Bereitgestellte Daten:
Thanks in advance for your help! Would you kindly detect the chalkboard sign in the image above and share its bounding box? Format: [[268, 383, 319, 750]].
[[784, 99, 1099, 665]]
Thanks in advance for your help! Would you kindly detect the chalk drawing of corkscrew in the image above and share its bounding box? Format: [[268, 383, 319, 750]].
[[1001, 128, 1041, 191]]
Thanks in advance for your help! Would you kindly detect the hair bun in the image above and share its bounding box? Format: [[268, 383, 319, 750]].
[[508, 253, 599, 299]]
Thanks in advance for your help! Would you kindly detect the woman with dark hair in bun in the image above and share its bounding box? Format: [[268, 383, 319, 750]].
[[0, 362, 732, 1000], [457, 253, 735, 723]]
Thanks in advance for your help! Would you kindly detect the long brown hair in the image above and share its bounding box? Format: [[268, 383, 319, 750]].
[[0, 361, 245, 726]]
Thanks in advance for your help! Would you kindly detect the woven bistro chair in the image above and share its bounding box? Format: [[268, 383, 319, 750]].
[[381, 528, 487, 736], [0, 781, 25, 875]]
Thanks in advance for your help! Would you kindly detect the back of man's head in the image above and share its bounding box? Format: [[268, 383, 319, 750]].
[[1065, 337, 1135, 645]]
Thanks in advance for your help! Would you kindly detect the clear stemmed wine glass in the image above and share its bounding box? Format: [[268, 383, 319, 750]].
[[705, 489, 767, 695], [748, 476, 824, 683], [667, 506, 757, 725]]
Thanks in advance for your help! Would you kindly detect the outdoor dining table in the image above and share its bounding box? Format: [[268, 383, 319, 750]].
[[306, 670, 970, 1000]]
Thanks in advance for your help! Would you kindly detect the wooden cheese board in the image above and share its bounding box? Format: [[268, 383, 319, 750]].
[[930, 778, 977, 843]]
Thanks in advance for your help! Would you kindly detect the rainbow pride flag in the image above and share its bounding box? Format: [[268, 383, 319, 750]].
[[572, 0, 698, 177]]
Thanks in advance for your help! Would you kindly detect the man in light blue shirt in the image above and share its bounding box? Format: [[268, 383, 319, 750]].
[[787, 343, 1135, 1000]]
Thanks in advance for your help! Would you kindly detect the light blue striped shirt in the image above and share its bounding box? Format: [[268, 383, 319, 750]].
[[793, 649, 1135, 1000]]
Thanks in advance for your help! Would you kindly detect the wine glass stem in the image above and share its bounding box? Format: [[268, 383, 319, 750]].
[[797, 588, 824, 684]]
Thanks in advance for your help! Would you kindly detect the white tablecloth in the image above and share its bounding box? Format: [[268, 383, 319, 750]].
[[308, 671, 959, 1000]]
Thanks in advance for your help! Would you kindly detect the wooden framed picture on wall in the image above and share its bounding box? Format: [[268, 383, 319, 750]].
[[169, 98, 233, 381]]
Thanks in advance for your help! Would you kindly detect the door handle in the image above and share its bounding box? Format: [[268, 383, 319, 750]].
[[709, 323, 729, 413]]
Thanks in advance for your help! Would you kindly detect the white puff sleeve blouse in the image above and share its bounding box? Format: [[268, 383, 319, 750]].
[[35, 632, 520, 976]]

Aufgabenstellung:
Zitieren Sie sämtliche Einträge oben wörtlich und ohne jede Änderung.

Ergebnis:
Thanks in advance for your help! Would you kindly detect the chalkboard sign in the image above and share its bounding box? Format: [[268, 383, 319, 750]].
[[784, 99, 1099, 665]]
Thanks in advance for your help! Would you kindly detect the chalk drawing of corkscrew in the image above and share its bounding box? Format: [[268, 383, 319, 750]].
[[1001, 128, 1041, 191]]
Thanks in advance for your help! Would you kindly detect the hair bun in the image above and share its bounding box? Format: [[268, 383, 319, 750]].
[[508, 253, 599, 299]]
Thanks in advance for your help! Would you kindly detect the woman with dark hair in bun in the image above and share its bounding box? Format: [[268, 383, 319, 750]].
[[0, 362, 732, 1000], [457, 253, 735, 723]]
Thanks in advance for your help! Would you kindly detect the long brown hair in the image above and share its bounding box? Format: [[268, 383, 319, 750]].
[[0, 361, 245, 726]]
Thanks in advance for your help! Would you kindly detect the woven bistro chair in the image above and share its bounding box? Format: [[268, 383, 319, 750]].
[[381, 528, 487, 736], [0, 781, 25, 875]]
Thanks in advance for your help! Would you kindly detect the back of man's head in the image above and share its bounding box? Format: [[268, 383, 319, 750]].
[[1065, 337, 1135, 645]]
Thanks in advance for your help! Would you kindly detect the clear stemmed wine glass in the image above and share its bounding box? Format: [[268, 383, 319, 750]].
[[705, 489, 767, 695], [748, 476, 824, 683], [667, 506, 757, 725]]
Thanks in advance for your help! Would you kindly detect the outdoor dining table in the image above and share its bounding box? Format: [[268, 383, 319, 750]].
[[306, 670, 970, 1000]]
Thanks in advance for your help! Would you kindly detect the wooden cheese board in the image above and share its bounding box? Format: [[268, 383, 319, 750]].
[[930, 778, 977, 843]]
Thanks in advance for your help! Would you kindly detect the rainbow pride flag in the image above and share its bounding box? Format: [[268, 383, 319, 750]].
[[572, 0, 698, 177]]
Thanks in advance for your help! Would you kindly detect the man in light blue shirt in the image above and share its bounding box? Format: [[268, 383, 319, 750]].
[[787, 343, 1135, 1000]]
Thanks in advance for your help! Would you kindly detect the light blue striped shirt in the image above and share its bounding box? Format: [[268, 383, 319, 750]].
[[793, 649, 1135, 1000]]
Thanks in advance for your help! Would you kindly detect the wine glass stem in the image above and share its bounding box? Format: [[268, 383, 319, 750]].
[[797, 588, 824, 684]]
Thanks in advance for your help! Would you kindly detect the white tablecloth in the image above and share its bounding box? Format: [[268, 383, 319, 750]].
[[308, 671, 959, 1000]]
Thanks in advance for your help! Would you kindly detect the wooden framed picture on wall in the image above and share its bounding box? Format: [[268, 383, 319, 750]].
[[169, 98, 233, 381]]
Thanks in advance for your help! Would you kindly detect the door handle in the image above and share its bounding box? Format: [[268, 383, 319, 750]].
[[709, 323, 729, 413]]
Thanks in advance for your help! Would you kindly detect the white puff sleeve blouse in the image above and share its bounding box? Format: [[268, 383, 319, 750]].
[[35, 632, 520, 976]]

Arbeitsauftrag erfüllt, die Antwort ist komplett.